▸ **Data for this exercise**
....................
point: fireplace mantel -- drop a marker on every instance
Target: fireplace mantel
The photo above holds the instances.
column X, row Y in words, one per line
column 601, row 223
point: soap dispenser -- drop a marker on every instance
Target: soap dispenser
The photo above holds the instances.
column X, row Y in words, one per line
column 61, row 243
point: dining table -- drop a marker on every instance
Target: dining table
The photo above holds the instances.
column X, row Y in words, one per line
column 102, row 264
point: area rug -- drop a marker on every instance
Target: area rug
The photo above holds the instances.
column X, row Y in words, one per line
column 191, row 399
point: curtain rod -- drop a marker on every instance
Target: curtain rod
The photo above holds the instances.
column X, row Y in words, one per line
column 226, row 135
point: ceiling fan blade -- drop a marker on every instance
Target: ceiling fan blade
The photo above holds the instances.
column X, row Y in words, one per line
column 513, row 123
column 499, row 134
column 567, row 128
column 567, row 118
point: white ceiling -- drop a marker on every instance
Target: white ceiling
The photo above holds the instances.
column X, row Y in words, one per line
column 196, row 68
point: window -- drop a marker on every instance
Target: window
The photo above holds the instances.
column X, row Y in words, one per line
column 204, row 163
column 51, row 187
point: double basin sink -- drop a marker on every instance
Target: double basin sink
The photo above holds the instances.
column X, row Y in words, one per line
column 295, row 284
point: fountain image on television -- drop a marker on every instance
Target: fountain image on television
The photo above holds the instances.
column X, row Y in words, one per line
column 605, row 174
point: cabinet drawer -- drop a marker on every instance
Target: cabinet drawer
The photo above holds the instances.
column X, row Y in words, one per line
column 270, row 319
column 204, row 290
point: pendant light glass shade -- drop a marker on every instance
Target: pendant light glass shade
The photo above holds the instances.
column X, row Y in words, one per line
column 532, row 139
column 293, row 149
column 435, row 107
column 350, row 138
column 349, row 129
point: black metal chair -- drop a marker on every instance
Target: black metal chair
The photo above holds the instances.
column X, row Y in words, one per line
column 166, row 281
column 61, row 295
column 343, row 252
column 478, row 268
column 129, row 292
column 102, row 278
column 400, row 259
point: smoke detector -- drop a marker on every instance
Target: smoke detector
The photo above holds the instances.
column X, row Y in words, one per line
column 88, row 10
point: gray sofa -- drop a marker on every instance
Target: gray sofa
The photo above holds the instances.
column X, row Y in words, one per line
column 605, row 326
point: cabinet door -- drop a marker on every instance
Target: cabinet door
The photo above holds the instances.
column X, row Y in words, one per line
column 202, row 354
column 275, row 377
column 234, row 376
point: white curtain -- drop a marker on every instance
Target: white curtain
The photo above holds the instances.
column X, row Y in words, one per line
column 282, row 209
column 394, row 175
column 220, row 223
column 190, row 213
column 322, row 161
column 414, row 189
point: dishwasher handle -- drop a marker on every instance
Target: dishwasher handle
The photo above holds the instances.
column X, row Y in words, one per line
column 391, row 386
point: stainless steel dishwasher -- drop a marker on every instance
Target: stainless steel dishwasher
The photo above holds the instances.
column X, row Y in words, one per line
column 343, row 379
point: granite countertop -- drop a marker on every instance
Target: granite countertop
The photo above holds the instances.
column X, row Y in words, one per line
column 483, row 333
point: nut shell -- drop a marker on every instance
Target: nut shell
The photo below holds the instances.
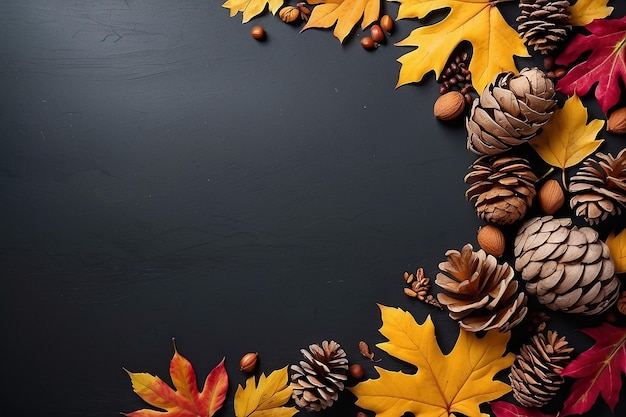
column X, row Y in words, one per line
column 449, row 106
column 491, row 240
column 551, row 197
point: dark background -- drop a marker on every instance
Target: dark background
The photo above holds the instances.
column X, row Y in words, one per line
column 165, row 175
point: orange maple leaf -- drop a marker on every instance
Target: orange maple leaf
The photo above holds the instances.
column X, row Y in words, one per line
column 186, row 400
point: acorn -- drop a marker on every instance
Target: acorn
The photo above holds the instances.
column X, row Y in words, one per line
column 248, row 362
column 491, row 240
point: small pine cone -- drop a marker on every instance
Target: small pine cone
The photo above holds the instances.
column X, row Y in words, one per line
column 318, row 379
column 567, row 268
column 510, row 111
column 501, row 188
column 480, row 293
column 599, row 187
column 536, row 373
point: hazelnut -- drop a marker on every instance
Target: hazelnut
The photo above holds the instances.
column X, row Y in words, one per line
column 551, row 197
column 449, row 106
column 617, row 121
column 248, row 362
column 491, row 240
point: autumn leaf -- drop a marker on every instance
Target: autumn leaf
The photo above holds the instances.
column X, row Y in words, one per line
column 186, row 401
column 606, row 66
column 345, row 13
column 567, row 139
column 251, row 8
column 504, row 409
column 267, row 398
column 477, row 21
column 584, row 12
column 617, row 246
column 444, row 384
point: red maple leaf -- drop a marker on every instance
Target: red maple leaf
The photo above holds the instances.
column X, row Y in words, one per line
column 598, row 370
column 606, row 65
column 504, row 409
column 186, row 400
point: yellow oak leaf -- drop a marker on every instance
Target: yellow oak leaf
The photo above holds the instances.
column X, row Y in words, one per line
column 617, row 246
column 586, row 11
column 444, row 384
column 477, row 21
column 567, row 139
column 251, row 8
column 345, row 13
column 265, row 399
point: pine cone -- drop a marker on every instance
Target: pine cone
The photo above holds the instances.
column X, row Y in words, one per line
column 544, row 24
column 599, row 187
column 480, row 293
column 510, row 111
column 567, row 268
column 501, row 188
column 536, row 373
column 318, row 379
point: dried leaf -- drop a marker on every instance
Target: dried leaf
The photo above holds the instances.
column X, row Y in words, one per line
column 186, row 401
column 251, row 8
column 606, row 66
column 444, row 384
column 265, row 399
column 477, row 21
column 504, row 409
column 567, row 139
column 617, row 246
column 598, row 370
column 345, row 13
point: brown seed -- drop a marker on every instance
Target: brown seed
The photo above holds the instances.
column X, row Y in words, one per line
column 368, row 43
column 377, row 33
column 386, row 22
column 356, row 371
column 258, row 33
column 248, row 362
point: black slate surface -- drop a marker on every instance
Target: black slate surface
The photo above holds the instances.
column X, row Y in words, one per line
column 165, row 175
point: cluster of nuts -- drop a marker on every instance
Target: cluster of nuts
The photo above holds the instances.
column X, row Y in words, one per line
column 377, row 33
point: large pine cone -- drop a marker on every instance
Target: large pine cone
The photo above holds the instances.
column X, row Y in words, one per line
column 510, row 111
column 501, row 188
column 536, row 373
column 318, row 379
column 599, row 187
column 567, row 268
column 544, row 24
column 480, row 293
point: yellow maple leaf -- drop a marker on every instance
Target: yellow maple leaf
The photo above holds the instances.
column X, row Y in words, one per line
column 617, row 246
column 567, row 138
column 265, row 399
column 586, row 11
column 345, row 13
column 477, row 21
column 444, row 384
column 251, row 8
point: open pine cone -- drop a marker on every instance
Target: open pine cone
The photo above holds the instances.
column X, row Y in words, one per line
column 536, row 373
column 510, row 111
column 501, row 188
column 480, row 293
column 544, row 24
column 318, row 379
column 567, row 268
column 599, row 187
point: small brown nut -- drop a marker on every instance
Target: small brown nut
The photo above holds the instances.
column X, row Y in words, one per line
column 449, row 106
column 248, row 362
column 289, row 14
column 617, row 121
column 491, row 240
column 551, row 197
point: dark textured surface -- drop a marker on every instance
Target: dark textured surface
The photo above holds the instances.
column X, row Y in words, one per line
column 165, row 175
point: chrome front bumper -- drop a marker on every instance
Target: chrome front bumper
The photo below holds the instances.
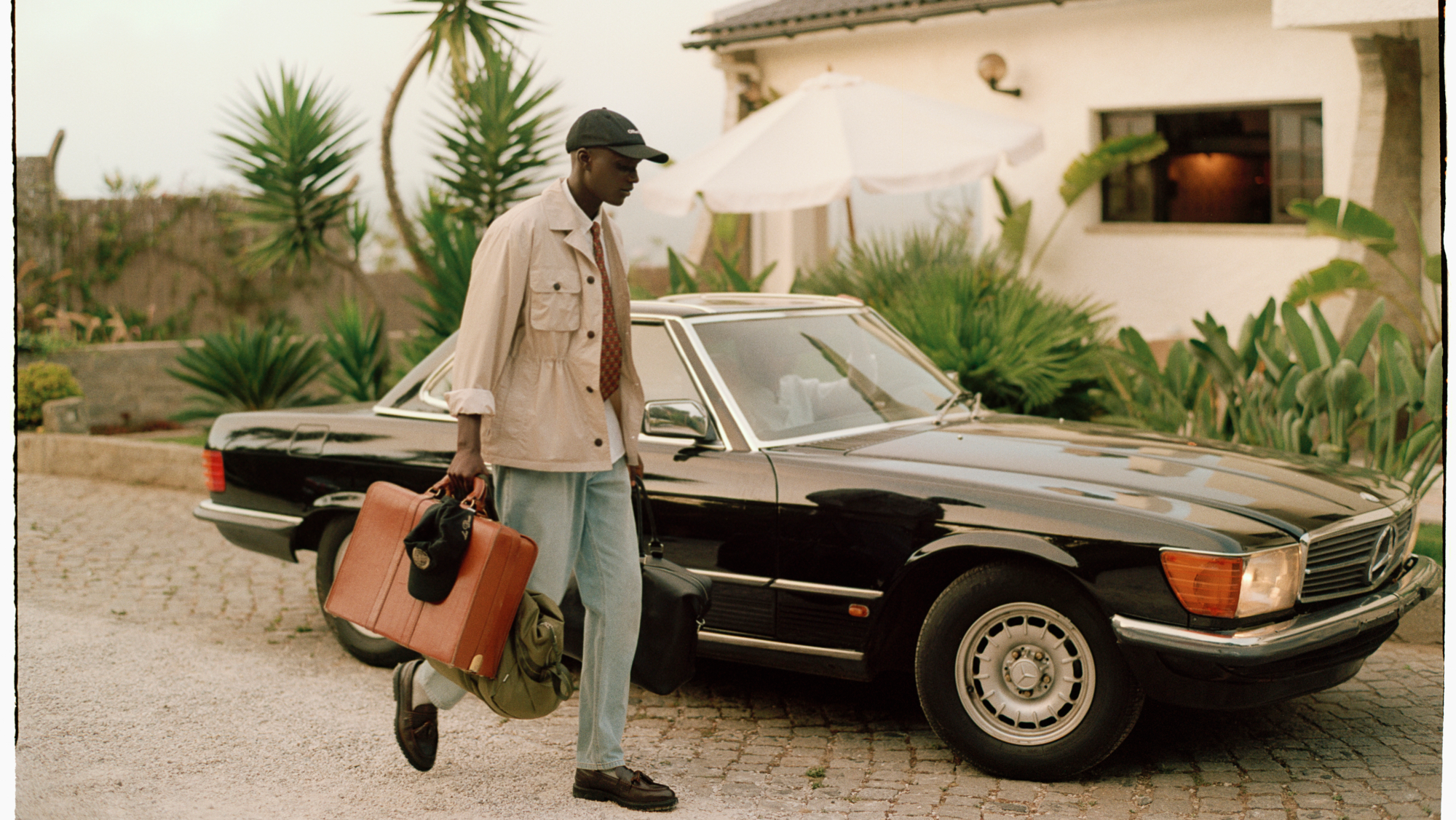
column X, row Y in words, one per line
....................
▸ **Task requirements**
Rewrite every line of the items above as a numbered list, skipping blank lines and leaving the pictures out.

▸ **Exercise output**
1. point: fireplace mantel -- drop a marker on every instance
2. Target: fireplace mantel
3. The photo above holds the instances.
4. column X, row Y in words, one per line
5. column 601, row 223
6. point: soap dispenser -- drop a marker on every instance
7. Target: soap dispenser
8. The photo above holds the instances.
9. column X, row Y in words, one per line
10. column 61, row 243
11. point: dining table -- drop a marker on every instance
12. Target: dining table
13. The photo above holds the instances.
14. column X, row Y in words, one per line
15. column 102, row 264
16. point: area rug -- drop a marker on every instance
17. Target: area rug
18. The photo above holds the instances.
19. column X, row Y in words, one per line
20. column 191, row 399
21. point: curtain rod -- drop a marker on every instance
22. Target: curtain rod
23. The photo above holds the instances.
24. column X, row Y in words, one per line
25. column 226, row 135
26. point: ceiling fan blade -- drop a marker on every instance
27. Target: ceiling fan blade
28. The photo above holds the instances.
29. column X, row Y in words, one per line
30. column 513, row 123
31. column 499, row 134
32. column 567, row 128
33. column 567, row 118
34. point: white ceiling -- drop a marker on every instance
35. Target: white ceiling
36. The photo above holds the instances.
37. column X, row Y in words, one per line
38. column 196, row 68
39. point: window -- drop a marker on every instance
40. Target: window
41. The photo above holds the instances.
42. column X, row Y in words, one per line
43. column 204, row 163
44. column 51, row 187
45. point: double basin sink -- drop a marker on every instance
46. Target: double basin sink
47. The photo above holds the instances.
48. column X, row Y in words, one per line
49. column 295, row 284
50. point: fountain image on television -- drop a marker on every instance
51. Target: fountain image on television
52. The photo above holds the instances.
53. column X, row Y in words, one per line
54. column 605, row 174
55. point: cabinet drawer -- drop a marker on every instance
56. Target: cabinet drawer
57. The photo above holds the instances.
58. column X, row Y in words, one per line
59. column 270, row 319
60. column 204, row 290
61. point: pendant light glass shade -- drop a marker on every instance
62. Target: pendant light glass shade
63. The photo above holds the instances.
64. column X, row Y in words, one per line
65. column 532, row 139
66. column 293, row 149
67. column 435, row 107
68. column 350, row 138
69. column 349, row 129
70. point: black metal chair -- drop a marker on every instance
71. Target: black metal chair
72. The photo above holds the instances.
73. column X, row Y in words, one per line
74. column 166, row 281
75. column 61, row 295
76. column 343, row 252
77. column 478, row 268
78. column 129, row 292
79. column 102, row 278
80. column 400, row 259
81. point: smoke detector -- drop a marker on every instance
82. Target: smoke detector
83. The photo above holds the instances.
84. column X, row Y in words, one per line
85. column 88, row 10
86. point: gray sofa -- drop a marker on every instance
87. Target: gray sofa
88. The photo above holds the instances.
89. column X, row Y in words, one per line
90. column 605, row 326
91. point: cabinet door -- drop a marker on every instance
92. Target: cabinet door
93. The photo above holds the instances.
94. column X, row Y in words, one per line
95. column 202, row 354
96. column 275, row 377
97. column 234, row 376
98. point: white curtain -- drop a marker on every instance
99. Target: white curtain
100. The photo above holds the instances.
101. column X, row Y in words, one per line
102. column 282, row 209
103. column 394, row 175
104. column 220, row 223
105. column 190, row 213
106. column 322, row 161
107. column 414, row 189
108. point: dishwasher handle -- drop a marker on every instance
109. Target: dishwasher handle
110. The photo above holds the instances.
111. column X, row Y in words, one per line
112. column 391, row 386
113. point: stainless steel dishwasher -- drop a marker on every instance
114. Target: stainless steel dishwasher
115. The photo above holds the instances.
116. column X, row Y in words, one per line
117. column 343, row 379
118. point: granite countertop -- drop a marker on every instance
119. Target: granite countertop
120. The photo above holds the instances.
121. column X, row Y in words, one per line
122. column 483, row 333
123. point: nut shell -- drop a marker on every instance
124. Target: nut shell
125. The photo below holds the instances.
126. column X, row Y in words, one per line
127. column 449, row 106
128. column 491, row 240
129. column 551, row 197
130. point: dark background -- drop a marker on every instance
131. Target: dark background
132. The photo above holds the instances.
133. column X, row Y in words, one per line
134. column 165, row 175
135. point: orange maple leaf -- drop a marker on every instance
136. Target: orange maple leaf
137. The photo above holds the instances.
138. column X, row Y in words, one per line
139. column 186, row 400
140. point: acorn -- drop a marker on every instance
141. Target: acorn
142. The photo above holds the instances.
143. column X, row Y in words, one per line
144. column 248, row 362
145. column 491, row 240
146. point: small pine cone -- drop a marker on every instance
147. Target: small pine cone
148. The photo above holds the instances.
149. column X, row Y in words, one per line
150. column 318, row 379
151. column 567, row 268
152. column 510, row 111
153. column 501, row 188
154. column 480, row 293
155. column 599, row 187
156. column 536, row 373
157. point: hazelnut -- drop a marker on every instance
158. Target: hazelnut
159. The photo above holds the instances.
160. column X, row Y in words, one per line
161. column 551, row 197
162. column 449, row 106
163. column 617, row 121
164. column 248, row 362
165. column 491, row 240
166. point: autumn leaf -- drop a marker on every instance
167. Target: autumn leaf
168. The photo above holds the instances.
169. column X, row Y in words, one per line
170. column 186, row 401
171. column 606, row 66
172. column 345, row 13
173. column 567, row 139
174. column 251, row 8
175. column 504, row 409
176. column 267, row 398
177. column 477, row 21
178. column 584, row 12
179. column 617, row 246
180. column 444, row 384
181. point: red maple leaf -- drop a marker on every instance
182. Target: red maple leaf
183. The photo above holds the instances.
184. column X, row Y in words, one per line
185. column 598, row 370
186. column 606, row 65
187. column 504, row 409
188. column 186, row 400
189. point: yellow oak leaf -- drop a marker on every instance
190. Target: yellow oak leaf
191. The photo above holds the instances.
192. column X, row Y in words, one per line
193. column 617, row 246
194. column 586, row 11
195. column 444, row 384
196. column 477, row 21
197. column 567, row 139
198. column 251, row 8
199. column 345, row 13
200. column 265, row 399
201. point: pine cone -- drop a marker on every instance
202. Target: pine cone
203. The photo above holds the instances.
204. column X, row Y in words, one per line
205. column 544, row 24
206. column 599, row 187
207. column 480, row 293
208. column 510, row 111
209. column 567, row 268
210. column 501, row 188
211. column 536, row 373
212. column 318, row 379
213. point: dried leaf -- drop a marker on every instance
214. Target: dried leaf
215. The photo above holds the instances.
216. column X, row Y in words, one per line
217. column 186, row 401
218. column 251, row 8
219. column 606, row 66
220. column 444, row 384
221. column 265, row 399
222. column 477, row 21
223. column 504, row 409
224. column 567, row 139
225. column 617, row 246
226. column 598, row 370
227. column 345, row 13
228. point: brown seed -- drop a marker on every instance
229. Target: brown seed
230. The photo above holds the instances.
231. column X, row Y in words, one per line
232. column 368, row 43
233. column 377, row 33
234. column 386, row 22
235. column 356, row 371
236. column 258, row 33
237. column 248, row 362
238. point: black slate surface -- drop a marker on every instance
239. Target: black slate surface
240. The photo above holds the instances.
241. column X, row Y in words, one per line
242. column 165, row 175
243. point: cluster of nuts -- drop a marker on every instance
244. Target: cluster of nuts
245. The photo above holds the instances.
246. column X, row Y in words, one per line
247. column 377, row 33
248. point: large pine cone -- drop a marker on every instance
249. Target: large pine cone
250. The photo above holds the instances.
251. column X, row Y in words, one per line
252. column 510, row 111
253. column 501, row 188
254. column 536, row 373
255. column 318, row 379
256. column 599, row 187
257. column 567, row 268
258. column 544, row 24
259. column 480, row 293
260. point: yellow maple leaf -- drop a marker on every instance
261. Target: yellow maple leaf
262. The photo above holds the instances.
263. column X, row Y in words, one per line
264. column 617, row 246
265. column 567, row 138
266. column 265, row 399
267. column 586, row 11
268. column 345, row 13
269. column 477, row 21
270. column 444, row 384
271. column 251, row 8
272. point: open pine cone -- drop a marker on every instance
273. Target: open pine cone
274. The photo above holds the instances.
275. column X, row Y in words, one per line
276. column 536, row 373
277. column 510, row 111
278. column 501, row 188
279. column 480, row 293
280. column 544, row 24
281. column 318, row 379
282. column 567, row 268
283. column 599, row 187
284. point: small brown nut -- drop a marker on every instance
285. Target: small brown nut
286. The photo above holds the instances.
287. column X, row Y in words, one per line
288. column 449, row 106
289. column 248, row 362
290. column 289, row 14
291. column 617, row 121
292. column 491, row 240
293. column 551, row 197
294. point: dark textured surface -- drop a marker on every instance
295. Target: dark textured surface
296. The photo above holds the instances.
297. column X, row Y in words, one per line
298. column 165, row 175
299. point: chrome front bumper -- drop a marker on every instance
300. Target: chrome front bumper
301. The photo below holds the instances.
302. column X, row Y in words, one per line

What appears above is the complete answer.